INSTRUKSI KERJA
Salin dengan tepat bagian teks tentang bauran energi terbarukan di bawah ini, di antara "Sebagaimana tertuang dalam" dan "memerlukan aturan turunan.", termasuk kedua batas tersebut.

TEKS YANG DISEDIAKAN
__________
Sebagaimana tertuang dalam Rencana Umum Energi Nasional (RUEN), target bauran energi terbarukan dalam energi primer pada 2021 ialah 14,5 persen. Namun, yang tercapai hanya 12,2 persen. Dengan kondisi bauran energi terbarukan yang saat ini turun, pekerjaan rumah untuk mencapai 23 persen dalam pada 2025 akan semakin berat.
Oleh karena itu, menurut Handriyanti, berbagai upaya mesti didorong dalam meningkatkan bauran energi terbarukan. Sederet peluang yang ada, seperti mekanisme transisi energi (ETM) dan Just Energy Transition Partnership (JETP) yang diluncurkan pada G20 di Bali, November lalu, perlu dimanfaatkan. Peraturan Presiden Nomor 112 Tahun 2022 tentang Percepatan Pengembangan Energi Terbarukan untuk Penyediaan Tenaga Listrik juga memerlukan aturan turunan.
__________
DATA YANG DIBERIKAN

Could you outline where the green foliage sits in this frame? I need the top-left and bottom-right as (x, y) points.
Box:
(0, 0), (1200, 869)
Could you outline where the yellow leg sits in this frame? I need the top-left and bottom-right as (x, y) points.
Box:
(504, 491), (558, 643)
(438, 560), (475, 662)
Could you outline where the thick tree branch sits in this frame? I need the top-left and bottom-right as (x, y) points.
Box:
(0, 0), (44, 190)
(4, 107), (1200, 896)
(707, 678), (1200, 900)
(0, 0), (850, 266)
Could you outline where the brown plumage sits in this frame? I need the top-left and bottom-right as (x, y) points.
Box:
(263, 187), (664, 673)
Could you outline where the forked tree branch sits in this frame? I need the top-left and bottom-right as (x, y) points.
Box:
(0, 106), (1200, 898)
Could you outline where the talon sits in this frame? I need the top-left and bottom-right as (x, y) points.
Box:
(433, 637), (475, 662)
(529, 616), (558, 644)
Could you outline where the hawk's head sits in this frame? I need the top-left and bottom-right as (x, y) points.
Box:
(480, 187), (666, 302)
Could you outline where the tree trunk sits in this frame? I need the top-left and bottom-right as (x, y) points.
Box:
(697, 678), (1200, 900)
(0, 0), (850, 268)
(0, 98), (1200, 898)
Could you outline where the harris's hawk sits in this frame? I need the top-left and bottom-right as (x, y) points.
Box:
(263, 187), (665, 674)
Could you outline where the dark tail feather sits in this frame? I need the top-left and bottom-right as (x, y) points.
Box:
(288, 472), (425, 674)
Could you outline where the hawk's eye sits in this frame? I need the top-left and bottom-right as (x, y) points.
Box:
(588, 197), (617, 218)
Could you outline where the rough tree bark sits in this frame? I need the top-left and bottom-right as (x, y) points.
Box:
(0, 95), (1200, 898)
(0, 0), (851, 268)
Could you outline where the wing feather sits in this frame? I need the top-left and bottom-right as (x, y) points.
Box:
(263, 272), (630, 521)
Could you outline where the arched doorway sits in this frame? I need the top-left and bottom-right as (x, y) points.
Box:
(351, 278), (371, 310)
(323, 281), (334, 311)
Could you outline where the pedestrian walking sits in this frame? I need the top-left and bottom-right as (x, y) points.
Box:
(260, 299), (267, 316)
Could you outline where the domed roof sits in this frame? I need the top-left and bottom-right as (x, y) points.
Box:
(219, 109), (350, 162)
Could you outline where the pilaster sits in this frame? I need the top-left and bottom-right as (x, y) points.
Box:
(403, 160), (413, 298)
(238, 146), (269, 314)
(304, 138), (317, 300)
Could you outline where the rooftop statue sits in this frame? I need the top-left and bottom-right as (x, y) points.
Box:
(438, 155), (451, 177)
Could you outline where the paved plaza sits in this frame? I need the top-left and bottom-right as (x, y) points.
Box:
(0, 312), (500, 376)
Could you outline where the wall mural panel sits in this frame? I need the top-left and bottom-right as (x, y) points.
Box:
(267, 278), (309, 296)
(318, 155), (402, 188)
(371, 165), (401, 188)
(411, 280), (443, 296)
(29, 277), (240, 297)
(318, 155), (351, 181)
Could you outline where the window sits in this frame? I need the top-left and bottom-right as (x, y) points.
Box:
__________
JAWABAN
Sebagaimana tertuang dalam Rencana Umum Energi Nasional (RUEN), target bauran energi terbarukan dalam energi primer pada 2021 ialah 14,5 persen. Namun, yang tercapai hanya 12,2 persen. Dengan kondisi bauran energi terbarukan yang saat ini turun, pekerjaan rumah untuk mencapai 23 persen dalam pada 2025 akan semakin berat.
Oleh karena itu, menurut Handriyanti, berbagai upaya mesti didorong dalam meningkatkan bauran energi terbarukan. Sederet peluang yang ada, seperti mekanisme transisi energi (ETM) dan Just Energy Transition Partnership (JETP) yang diluncurkan pada G20 di Bali, November lalu, perlu dimanfaatkan. Peraturan Presiden Nomor 112 Tahun 2022 tentang Percepatan Pengembangan Energi Terbarukan untuk Penyediaan Tenaga Listrik juga memerlukan aturan turunan.